[Opening Text section section]
How can you send students back to a bustling college campus and keep them safe? How can you re-open gyms while maintaining proper COVID-19 protocols? How can offices safely reopen without disrupting the business? These are the questions that facilities managers must grapple with as COVID-19 continues to change the way the world operates.

The enduring global pandemic is highlighting a crucial issue in many company’s boardrooms: facilities managers don’t have a seat at the table. However, many businesses, need facilities managers in order to operate.

Facilities managers must be allowed to step into crisis leadership roles and then retain permanent, strategic leadership positions in their organizations.

Shifting the facilities perspective

Facilities Management (FM) departments are often categorized as cost centers rather than strategic partners. Constrained by reactive maintenance and costly repairs, FMs have a huge opportunity to contribute value to the organization. Through proactive maintenance, energy management, and sustainability, FMs are able to save firms money while keeping occupants safe.

As local regulations allow for the gradual reopening of businesses, building occupants are starting to recognize just how critical their facilities teams are. While the CEO or company president may be the more vocal, front-facing figure of the company, the engineers working tirelessly behind the scenes are the ones making spaces safer.

Adapting to COVID-19

Beyond just getting a seat at the proverbial table, FM teams need to have their recommendations earnestly heard and adopted. While every facility, be it a hospital, grocery store, or gym, seems to have a different set of best practices for limiting the potential spread of COVID-19, there are only a few methods that facilities professionals truly endorse as best practices.

Air filtration- Though science is still catching up to the virus, it is best known that COVID-19 is transmitted through viral droplets which can be airborne. This means that a densely crowded office space is a highly conducive? environment for viral transmission. A 2016 analysis of various global research papers found that roughly 16 percent of flu transmission takes place in the office. The cost and logistics of getting a proper air filtration system that would be capable of pulling viral particles out of the air are prohibitive, so proper ventilation is a preferred mitigation strategy.

Ventilation – This is a simpler, though less comfortable option than air filtration. However, for ventilation to be effective in minimizing viral transmission, 100% ventilation is required. That means opening all doors, windows, and dampers to allow full ventilation. This means building occupants will likely be very uncomfortable in the hot and cold weather months, and there’s a risk to equipment (such as that found in call centers) that needs to be kept at a steady, cool temperature.
[Closing Text section section]
- Instructions to follow
Reproduce the passage on facilities management during COVID-19 word for word, starting with "Facilities managers must be" and going on through "making spaces safer.". The material after this point has no role in the work here.
[Opening Record set section]
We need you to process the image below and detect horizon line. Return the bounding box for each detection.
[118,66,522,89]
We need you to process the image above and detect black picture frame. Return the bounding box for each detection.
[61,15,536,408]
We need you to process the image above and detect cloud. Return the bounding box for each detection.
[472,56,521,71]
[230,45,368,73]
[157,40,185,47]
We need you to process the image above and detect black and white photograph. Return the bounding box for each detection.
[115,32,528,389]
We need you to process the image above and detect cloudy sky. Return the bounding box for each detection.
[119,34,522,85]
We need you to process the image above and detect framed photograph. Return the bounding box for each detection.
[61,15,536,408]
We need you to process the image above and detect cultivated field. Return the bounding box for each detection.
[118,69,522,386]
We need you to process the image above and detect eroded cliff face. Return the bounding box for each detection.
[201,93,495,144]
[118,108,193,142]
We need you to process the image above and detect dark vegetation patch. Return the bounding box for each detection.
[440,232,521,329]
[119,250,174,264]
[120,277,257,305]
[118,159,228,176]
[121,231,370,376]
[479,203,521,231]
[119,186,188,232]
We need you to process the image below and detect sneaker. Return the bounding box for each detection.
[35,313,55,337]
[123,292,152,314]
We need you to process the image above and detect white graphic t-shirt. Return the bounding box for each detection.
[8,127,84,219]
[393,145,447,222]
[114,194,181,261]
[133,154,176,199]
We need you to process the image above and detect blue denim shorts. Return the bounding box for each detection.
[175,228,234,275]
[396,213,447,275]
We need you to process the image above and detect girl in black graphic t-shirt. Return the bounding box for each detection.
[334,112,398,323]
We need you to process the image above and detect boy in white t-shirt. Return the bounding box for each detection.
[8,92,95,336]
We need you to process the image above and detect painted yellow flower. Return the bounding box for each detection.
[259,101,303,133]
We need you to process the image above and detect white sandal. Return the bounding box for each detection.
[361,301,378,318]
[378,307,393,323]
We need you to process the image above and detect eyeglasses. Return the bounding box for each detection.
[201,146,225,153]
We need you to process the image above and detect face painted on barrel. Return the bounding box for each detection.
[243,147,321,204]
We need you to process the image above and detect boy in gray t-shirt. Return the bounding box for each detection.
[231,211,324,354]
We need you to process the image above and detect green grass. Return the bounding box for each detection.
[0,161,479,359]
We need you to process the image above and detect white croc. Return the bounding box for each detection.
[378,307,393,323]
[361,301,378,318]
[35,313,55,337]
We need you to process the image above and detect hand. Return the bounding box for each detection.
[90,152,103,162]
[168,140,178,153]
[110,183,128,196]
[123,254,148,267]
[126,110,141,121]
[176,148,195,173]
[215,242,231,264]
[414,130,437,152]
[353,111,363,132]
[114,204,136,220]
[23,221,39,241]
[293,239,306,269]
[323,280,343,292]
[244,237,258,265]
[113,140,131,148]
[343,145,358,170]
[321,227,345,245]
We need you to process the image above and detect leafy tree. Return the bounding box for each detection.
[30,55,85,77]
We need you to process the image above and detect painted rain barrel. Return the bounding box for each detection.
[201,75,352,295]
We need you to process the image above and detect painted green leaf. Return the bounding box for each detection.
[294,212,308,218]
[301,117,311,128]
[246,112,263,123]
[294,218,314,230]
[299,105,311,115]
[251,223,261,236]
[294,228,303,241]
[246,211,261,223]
[Closing Record set section]
- Answer to this problem
Facilities managers must be allowed to step into crisis leadership roles and then retain permanent, strategic leadership positions in their organizations.

Shifting the facilities perspective

Facilities Management (FM) departments are often categorized as cost centers rather than strategic partners. Constrained by reactive maintenance and costly repairs, FMs have a huge opportunity to contribute value to the organization. Through proactive maintenance, energy management, and sustainability, FMs are able to save firms money while keeping occupants safe.

As local regulations allow for the gradual reopening of businesses, building occupants are starting to recognize just how critical their facilities teams are. While the CEO or company president may be the more vocal, front-facing figure of the company, the engineers working tirelessly behind the scenes are the ones making spaces safer.